### Description of the task
Rewrite the lines below, starting with the line that contains "the man in green" and ending with the final line, and include the requests. Increase every number in the answer coordinates by 140, leave the requests and their sample points unchanged, and omit the pictures.

* BEGIN Exercise data *

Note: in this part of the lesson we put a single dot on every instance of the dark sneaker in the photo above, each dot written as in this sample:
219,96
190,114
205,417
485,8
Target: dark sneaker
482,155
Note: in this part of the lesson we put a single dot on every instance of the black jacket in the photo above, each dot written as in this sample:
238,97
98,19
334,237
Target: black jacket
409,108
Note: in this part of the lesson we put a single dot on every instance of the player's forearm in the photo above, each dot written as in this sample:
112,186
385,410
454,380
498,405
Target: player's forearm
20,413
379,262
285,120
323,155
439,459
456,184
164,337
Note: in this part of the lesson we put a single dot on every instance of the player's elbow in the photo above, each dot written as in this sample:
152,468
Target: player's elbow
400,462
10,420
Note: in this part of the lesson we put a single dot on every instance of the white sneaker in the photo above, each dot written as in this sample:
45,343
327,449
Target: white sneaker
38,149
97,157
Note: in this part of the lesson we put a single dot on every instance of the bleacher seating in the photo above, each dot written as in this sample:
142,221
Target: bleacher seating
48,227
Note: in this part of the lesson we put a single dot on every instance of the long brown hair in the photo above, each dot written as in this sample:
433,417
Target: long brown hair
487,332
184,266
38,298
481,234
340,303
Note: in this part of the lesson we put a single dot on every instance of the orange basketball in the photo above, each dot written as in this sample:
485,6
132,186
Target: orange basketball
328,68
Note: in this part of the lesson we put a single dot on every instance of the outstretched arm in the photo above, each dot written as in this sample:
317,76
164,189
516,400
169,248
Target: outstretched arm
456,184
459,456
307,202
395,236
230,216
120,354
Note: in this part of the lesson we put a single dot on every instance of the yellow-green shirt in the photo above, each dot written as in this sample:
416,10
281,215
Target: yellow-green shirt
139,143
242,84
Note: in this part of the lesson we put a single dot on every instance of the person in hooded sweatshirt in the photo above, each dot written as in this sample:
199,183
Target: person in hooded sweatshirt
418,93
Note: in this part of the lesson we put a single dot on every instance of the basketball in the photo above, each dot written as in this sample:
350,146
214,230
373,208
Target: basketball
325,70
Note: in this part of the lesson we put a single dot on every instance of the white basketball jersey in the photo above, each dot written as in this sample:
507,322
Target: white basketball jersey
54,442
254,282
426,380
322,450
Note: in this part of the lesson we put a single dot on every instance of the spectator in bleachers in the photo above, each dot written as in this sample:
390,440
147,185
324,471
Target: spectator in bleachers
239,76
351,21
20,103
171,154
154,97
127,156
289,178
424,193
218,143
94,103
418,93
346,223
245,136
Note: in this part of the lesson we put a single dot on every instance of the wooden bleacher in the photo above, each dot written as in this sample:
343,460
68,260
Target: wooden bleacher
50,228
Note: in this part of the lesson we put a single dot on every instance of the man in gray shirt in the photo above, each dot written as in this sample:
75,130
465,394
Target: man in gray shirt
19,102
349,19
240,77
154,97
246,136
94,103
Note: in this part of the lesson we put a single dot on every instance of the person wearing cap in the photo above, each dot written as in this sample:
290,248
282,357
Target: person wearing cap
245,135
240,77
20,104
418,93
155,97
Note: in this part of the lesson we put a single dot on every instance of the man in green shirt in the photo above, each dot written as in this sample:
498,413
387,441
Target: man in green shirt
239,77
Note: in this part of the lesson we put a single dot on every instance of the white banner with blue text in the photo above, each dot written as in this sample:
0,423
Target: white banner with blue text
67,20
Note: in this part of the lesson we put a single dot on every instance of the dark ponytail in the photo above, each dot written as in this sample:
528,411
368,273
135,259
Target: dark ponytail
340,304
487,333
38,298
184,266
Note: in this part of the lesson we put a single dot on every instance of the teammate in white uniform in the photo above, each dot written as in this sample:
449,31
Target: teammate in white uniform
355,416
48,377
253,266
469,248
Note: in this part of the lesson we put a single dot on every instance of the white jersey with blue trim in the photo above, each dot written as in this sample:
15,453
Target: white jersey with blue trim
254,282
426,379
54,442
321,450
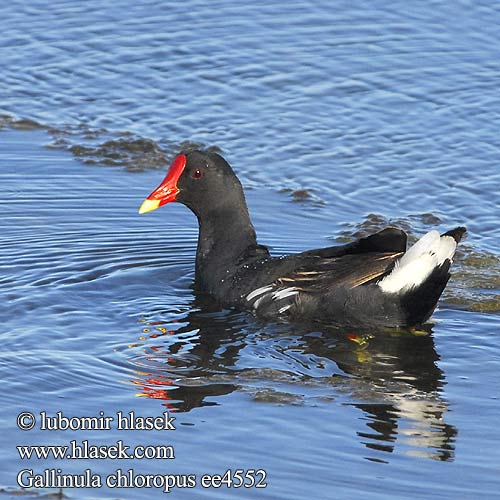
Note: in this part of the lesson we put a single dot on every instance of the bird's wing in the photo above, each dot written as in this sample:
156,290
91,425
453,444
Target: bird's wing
316,275
386,241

* END Exercise data *

### Response to this exercise
Note: in this part of the lesson we put a single dot on every instance of the man in green shirt in the photo above, each dot written as in this sample:
498,413
387,441
Target: man in green shirt
379,217
Note: in this part of the lesson we put a single dot on every instance of the white banner with blue text in the photo above, each dot written as in this sample:
0,423
Target: white banner with blue text
207,160
Note: in this part of the lesson we put a single dot on every instance of the dark ponytail in the photo above, each dot written as in this sample:
528,411
368,273
135,259
Target: dark ponytail
480,444
627,473
178,438
324,406
Note: in this part of the lesson we put a single dot on every instance of the teammate in white uniform in the photo above, each dot written as in this sample:
449,31
Target: teammate in white uniform
495,556
188,517
393,406
609,388
Note: in this part of the lesson we put a single dot on every instance of the white jersey with blue trim in the photo above, each dot written as in this sample:
15,453
Target: white jersey with blue trim
394,422
566,519
194,582
461,590
Note: in this part of the lesson we put a single dot on every instance of the bird's wing in the photo above, each dot written as in this sample:
156,290
91,425
453,444
Target: bird's wing
456,415
526,381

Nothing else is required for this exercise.